### [Task]
The whole listing below, with no pictures, is to be repeated as it stands.

○ ○ ○ ○ ○ ○ ○

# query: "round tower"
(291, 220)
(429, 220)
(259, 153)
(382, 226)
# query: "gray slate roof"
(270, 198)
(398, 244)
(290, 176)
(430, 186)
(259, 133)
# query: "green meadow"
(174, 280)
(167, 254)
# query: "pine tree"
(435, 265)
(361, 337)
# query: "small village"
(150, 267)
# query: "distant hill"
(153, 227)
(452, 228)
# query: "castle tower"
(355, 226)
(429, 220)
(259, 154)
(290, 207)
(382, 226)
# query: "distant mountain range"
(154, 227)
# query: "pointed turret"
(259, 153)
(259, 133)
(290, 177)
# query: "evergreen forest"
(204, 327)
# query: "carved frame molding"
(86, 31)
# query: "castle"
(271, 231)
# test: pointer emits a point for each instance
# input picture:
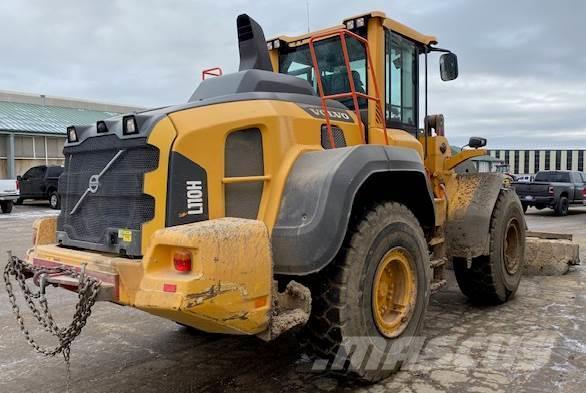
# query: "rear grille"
(119, 202)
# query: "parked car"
(553, 189)
(524, 178)
(40, 182)
(8, 195)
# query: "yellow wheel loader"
(299, 192)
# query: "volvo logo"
(94, 184)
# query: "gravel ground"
(535, 343)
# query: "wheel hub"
(394, 292)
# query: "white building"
(532, 161)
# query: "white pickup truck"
(8, 195)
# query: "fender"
(318, 199)
(469, 214)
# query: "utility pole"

○ ○ ○ ○ ○ ○ ○

### [Result]
# query: "round tower"
(291, 220)
(429, 220)
(259, 153)
(382, 226)
# query: "gray slate roof"
(270, 198)
(398, 244)
(290, 176)
(430, 186)
(259, 133)
# query: "green meadow"
(174, 280)
(167, 254)
# query: "pine tree"
(435, 265)
(361, 337)
# query: "small village"
(150, 267)
# query: "distant hill"
(153, 227)
(452, 228)
# query: "castle tower"
(355, 226)
(429, 220)
(259, 154)
(290, 207)
(382, 226)
# query: "distant mountain range"
(154, 227)
# query: "pointed turret"
(259, 153)
(259, 133)
(290, 177)
# query: "evergreen forest"
(204, 327)
# query: "carved frame molding"
(86, 31)
# query: "castle"
(271, 231)
# test: pointer emits a point for each instance
# input picture:
# query: "rear grille"
(119, 202)
# query: "parked car"
(553, 189)
(524, 178)
(40, 182)
(8, 195)
# query: "yellow wheel loader"
(299, 192)
# query: "volvo logo"
(94, 184)
# query: "gravel ground"
(535, 343)
# query: "wheel hub"
(394, 292)
# query: "white building"
(532, 161)
# query: "white pickup truck"
(8, 195)
# query: "fender"
(318, 199)
(469, 214)
# query: "utility pole"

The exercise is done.